▶ TASK GOAL
Copy every line below where the string "track" is found.

▶ ENTRIES SHOWN
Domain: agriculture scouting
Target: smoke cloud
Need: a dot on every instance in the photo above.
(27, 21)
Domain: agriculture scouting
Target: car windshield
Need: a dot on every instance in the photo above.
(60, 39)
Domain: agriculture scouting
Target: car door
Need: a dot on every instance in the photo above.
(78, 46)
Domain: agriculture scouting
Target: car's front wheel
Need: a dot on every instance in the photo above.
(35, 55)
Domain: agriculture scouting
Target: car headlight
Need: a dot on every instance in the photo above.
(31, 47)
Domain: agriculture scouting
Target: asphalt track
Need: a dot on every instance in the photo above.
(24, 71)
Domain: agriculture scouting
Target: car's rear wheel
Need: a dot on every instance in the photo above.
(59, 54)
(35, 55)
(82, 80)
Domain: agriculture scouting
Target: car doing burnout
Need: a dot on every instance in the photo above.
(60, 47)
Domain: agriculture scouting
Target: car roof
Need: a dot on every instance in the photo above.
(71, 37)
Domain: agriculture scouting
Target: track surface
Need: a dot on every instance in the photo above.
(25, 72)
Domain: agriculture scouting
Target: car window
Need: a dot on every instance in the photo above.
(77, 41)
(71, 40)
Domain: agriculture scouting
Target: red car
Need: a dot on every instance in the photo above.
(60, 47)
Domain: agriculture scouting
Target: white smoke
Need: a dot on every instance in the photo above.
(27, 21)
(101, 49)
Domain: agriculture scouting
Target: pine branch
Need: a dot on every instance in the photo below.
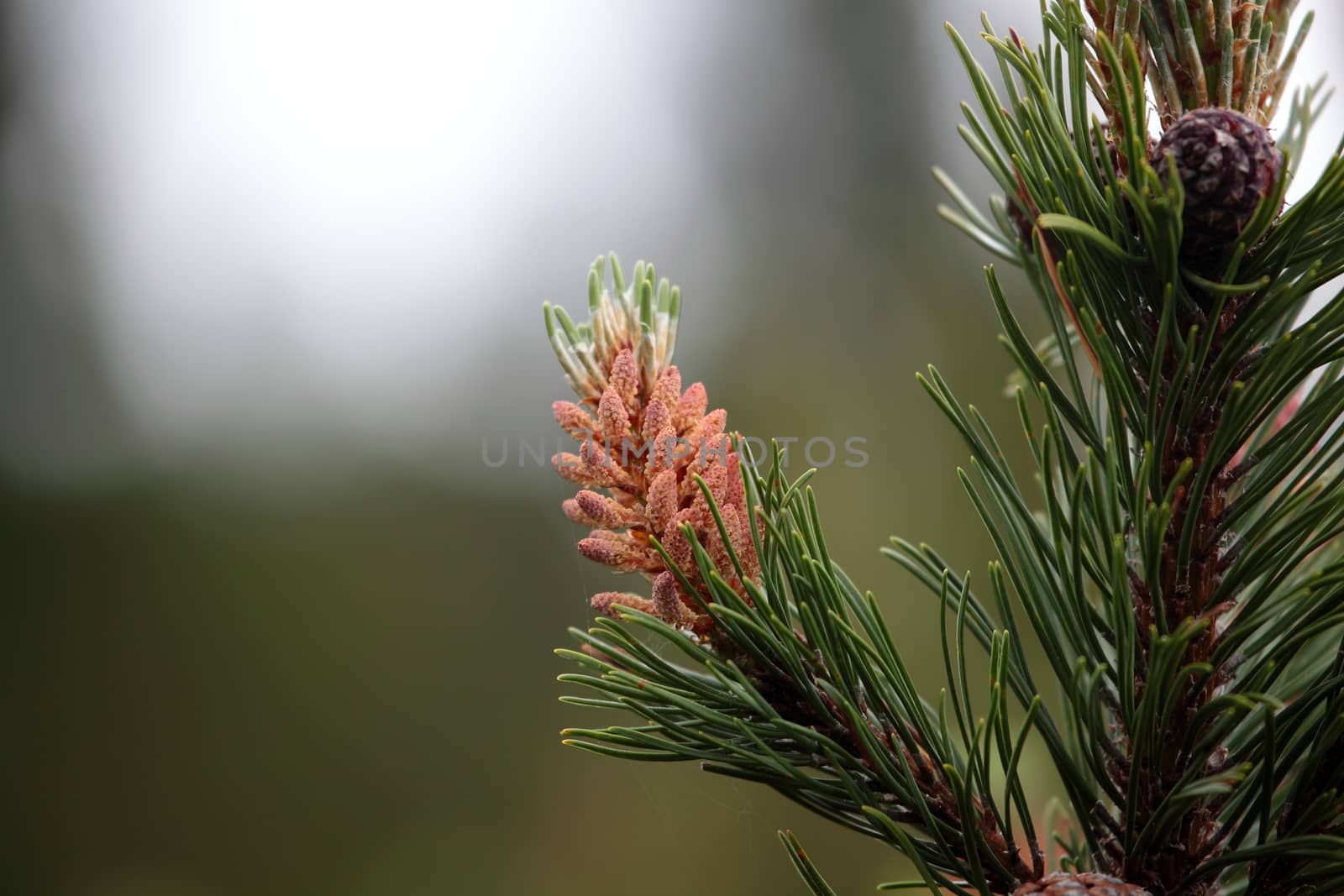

▶ OUTPUT OF THE EXERCISE
Target: asphalt track
Target: track surface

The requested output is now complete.